### SOURCE EXCERPT

#####

You, also, are wrong. Of course it is correct that it will never exceed 1, and also that it will never exceed 3, but that is not the meaning of the assertion that the infinite expansion equals 1. If it were, then it would also be equal to 3. What is essential is that 1 is the smallest number that the finite truncations will never exceed.

And you are wrong that you learned how to find the limit of an infinite sum. What is taught is how to find the limit of the sequence of finite sums, not the limit of an infinite sum.

And you must have meant, NOT that he was "referring to sequences with positive sums", but to sequences with positive terms.

You wrote that "the fact that you can take the sum as close as you want to 1 does not mean it is equal to 1". You're very confused: you can take the sum of the finite truncations as close as you want to 1, but no one said those are "equal to 1". It is the infinite sum, not the infinitely many finite sums, that were asserted to be equal to 1.

Your points are very childish. If you need help in math, you could ask me or some other professional for such help. Michael Hardy 02:09, 18 October 2005 (UTC)

Your logic is 'impeccable': would it really equal 3? You appear to be very confused. It cannot equal whatever you like. It will never equal, nor exceed 1 - that is the assertion. I am talking about the "limit of an infinite sum", not "limit of the sequence of finite sums". The formula he quoted is used in determining whether an infinite sum has an upper bound. There is no assertion that it is equal to this upper bound. Your assertion is plain wrong: there is a very easy way to check yourself - start adding up the terms and I can gaurantee you, you will always have a sum that is less than 1. Please don't tell me you are dealing with a finite sum because then your assertion that the infinite sum is 1 is absolute nonsense! You may be confusing yourself with the fact that the terms are getting closer and closer to zero (Cauchy sequence). This does not mean that any term will ever be zero. — Preceding unsigned comment added by 68.238.97.2 (talk • contribs) 10:49, 18 October 2005 (UTC)

Would you please sign your postings, even if only with an IP number, so that we can know whether two anonymous postings are by the same person or different persons?

I have taught mathematics at five different universities, including MIT for three years, so I am not ignorant of mathematics, and if you want to understand these matters, you would benefit from listening to what I tell you.

#####

### DATA PROVIDED
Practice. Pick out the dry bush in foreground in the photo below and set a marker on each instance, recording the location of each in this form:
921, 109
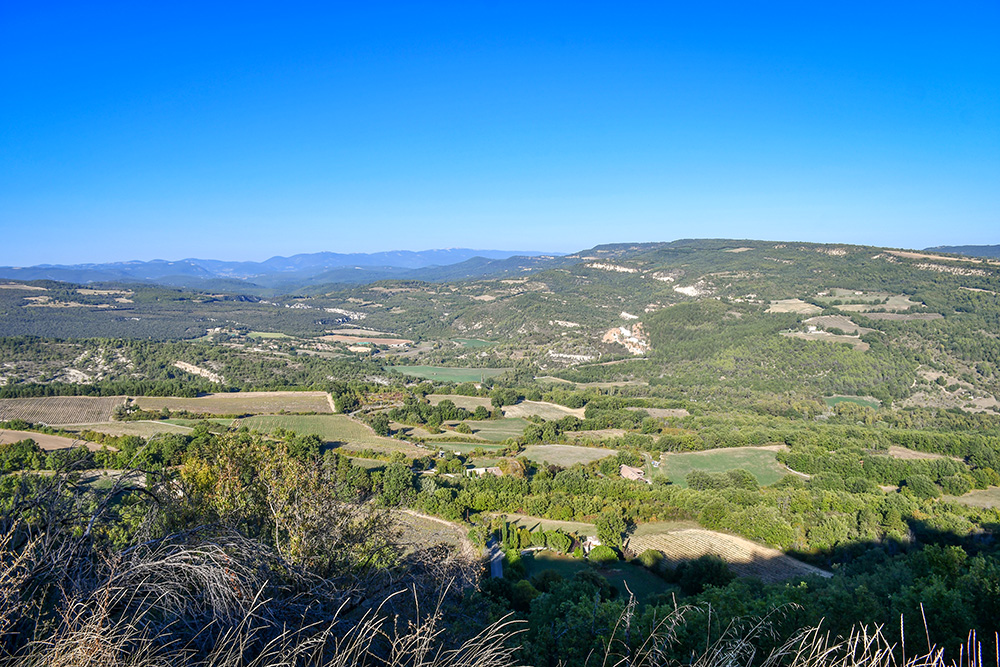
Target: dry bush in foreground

#####

### WORK TO COMPLETE
1/ Which phrases in the talk-page exchange are enclosed in double quotation marks? List every one.
2/ Does the talk-page exchange support each statement below? Answer yes or no for each, and quote the words that decide it.
(a) Michael Hardy's comment is timestamped 18 October 2005.
(b) The final paragraph says its writer taught at MIT for five years.
(c) The unsigned comment came from the IP address 68.238.97.2.
The data has no connection to the talk-page exchange.

### ANSWERS IN ORDER
1/
1. "referring to sequences with positive sums"
2. "the fact that you can take the sum as close as you want to 1 does not mean it is equal to 1"
3. "equal to 1"
4. "limit of an infinite sum"
5. "limit of the sequence of finite sums"

2/
(a) Yes: "Michael Hardy 02:09, 18 October 2005 (UTC)"
(b) No: "including MIT for three years"
(c) Yes: "Preceding unsigned comment added by 68.238.97.2"